Datos de tarea:
Por favor, pasa a una lista JSON de cadenas todas las líneas de los registros que siguen, con una cadena por cada línea y sin incluir las líneas en blanco.

Registros guardados:

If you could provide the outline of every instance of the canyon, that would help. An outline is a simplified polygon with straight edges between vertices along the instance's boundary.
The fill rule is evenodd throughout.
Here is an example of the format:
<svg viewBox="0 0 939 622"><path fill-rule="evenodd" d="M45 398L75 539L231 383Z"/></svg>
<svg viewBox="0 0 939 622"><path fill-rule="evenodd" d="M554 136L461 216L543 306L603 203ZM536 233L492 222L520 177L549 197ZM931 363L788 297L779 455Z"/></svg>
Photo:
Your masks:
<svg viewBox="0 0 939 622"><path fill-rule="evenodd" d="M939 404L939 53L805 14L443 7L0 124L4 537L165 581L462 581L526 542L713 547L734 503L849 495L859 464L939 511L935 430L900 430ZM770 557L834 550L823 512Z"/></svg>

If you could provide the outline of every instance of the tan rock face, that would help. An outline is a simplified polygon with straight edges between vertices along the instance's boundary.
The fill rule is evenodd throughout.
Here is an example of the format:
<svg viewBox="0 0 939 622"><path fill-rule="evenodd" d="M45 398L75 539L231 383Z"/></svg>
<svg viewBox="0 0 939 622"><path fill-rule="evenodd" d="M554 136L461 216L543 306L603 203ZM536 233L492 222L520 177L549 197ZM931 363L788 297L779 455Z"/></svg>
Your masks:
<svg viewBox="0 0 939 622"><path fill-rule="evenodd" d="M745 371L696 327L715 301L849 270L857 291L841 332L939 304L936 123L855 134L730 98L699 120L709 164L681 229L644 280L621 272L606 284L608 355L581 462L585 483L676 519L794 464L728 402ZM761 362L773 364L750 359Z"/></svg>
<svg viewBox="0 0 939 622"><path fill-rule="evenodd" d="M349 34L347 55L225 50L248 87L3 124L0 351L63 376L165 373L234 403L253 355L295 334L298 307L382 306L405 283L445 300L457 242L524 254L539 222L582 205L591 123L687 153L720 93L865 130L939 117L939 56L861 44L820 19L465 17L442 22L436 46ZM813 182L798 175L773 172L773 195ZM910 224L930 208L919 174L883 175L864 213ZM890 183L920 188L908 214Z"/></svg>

El resultado:
[
  "If you could provide the outline of every instance of the canyon, that would help. An outline is a simplified polygon with straight edges between vertices along the instance's boundary.",
  "The fill rule is evenodd throughout.",
  "Here is an example of the format:",
  "<svg viewBox=\"0 0 939 622\"><path fill-rule=\"evenodd\" d=\"M45 398L75 539L231 383Z\"/></svg>",
  "<svg viewBox=\"0 0 939 622\"><path fill-rule=\"evenodd\" d=\"M554 136L461 216L543 306L603 203ZM536 233L492 222L520 177L549 197ZM931 363L788 297L779 455Z\"/></svg>",
  "Photo:",
  "Your masks:",
  "<svg viewBox=\"0 0 939 622\"><path fill-rule=\"evenodd\" d=\"M939 404L939 53L805 14L443 7L0 124L4 537L165 581L462 581L526 542L713 547L734 503L849 495L859 464L939 511L935 430L900 430ZM770 557L834 550L823 512Z\"/></svg>",
  "If you could provide the outline of every instance of the tan rock face, that would help. An outline is a simplified polygon with straight edges between vertices along the instance's boundary.",
  "The fill rule is evenodd throughout.",
  "Here is an example of the format:",
  "<svg viewBox=\"0 0 939 622\"><path fill-rule=\"evenodd\" d=\"M45 398L75 539L231 383Z\"/></svg>",
  "<svg viewBox=\"0 0 939 622\"><path fill-rule=\"evenodd\" d=\"M554 136L461 216L543 306L603 203ZM536 233L492 222L520 177L549 197ZM931 363L788 297L779 455Z\"/></svg>",
  "Your masks:",
  "<svg viewBox=\"0 0 939 622\"><path fill-rule=\"evenodd\" d=\"M745 371L696 327L715 301L849 270L857 291L841 332L939 304L936 123L855 134L730 98L699 120L709 164L681 229L644 280L621 272L606 284L608 355L581 462L585 483L676 519L794 464L728 402ZM761 362L773 364L750 359Z\"/></svg>",
  "<svg viewBox=\"0 0 939 622\"><path fill-rule=\"evenodd\" d=\"M349 34L347 55L225 50L248 87L3 124L0 351L63 376L165 373L234 403L253 355L295 334L298 307L382 306L405 283L445 300L457 242L524 254L539 222L582 205L591 123L687 153L720 93L865 130L939 117L939 56L861 44L820 19L465 17L442 22L436 46ZM813 182L798 175L773 172L773 195ZM910 224L930 208L919 174L883 175L864 213ZM890 183L920 188L908 214Z\"/></svg>"
]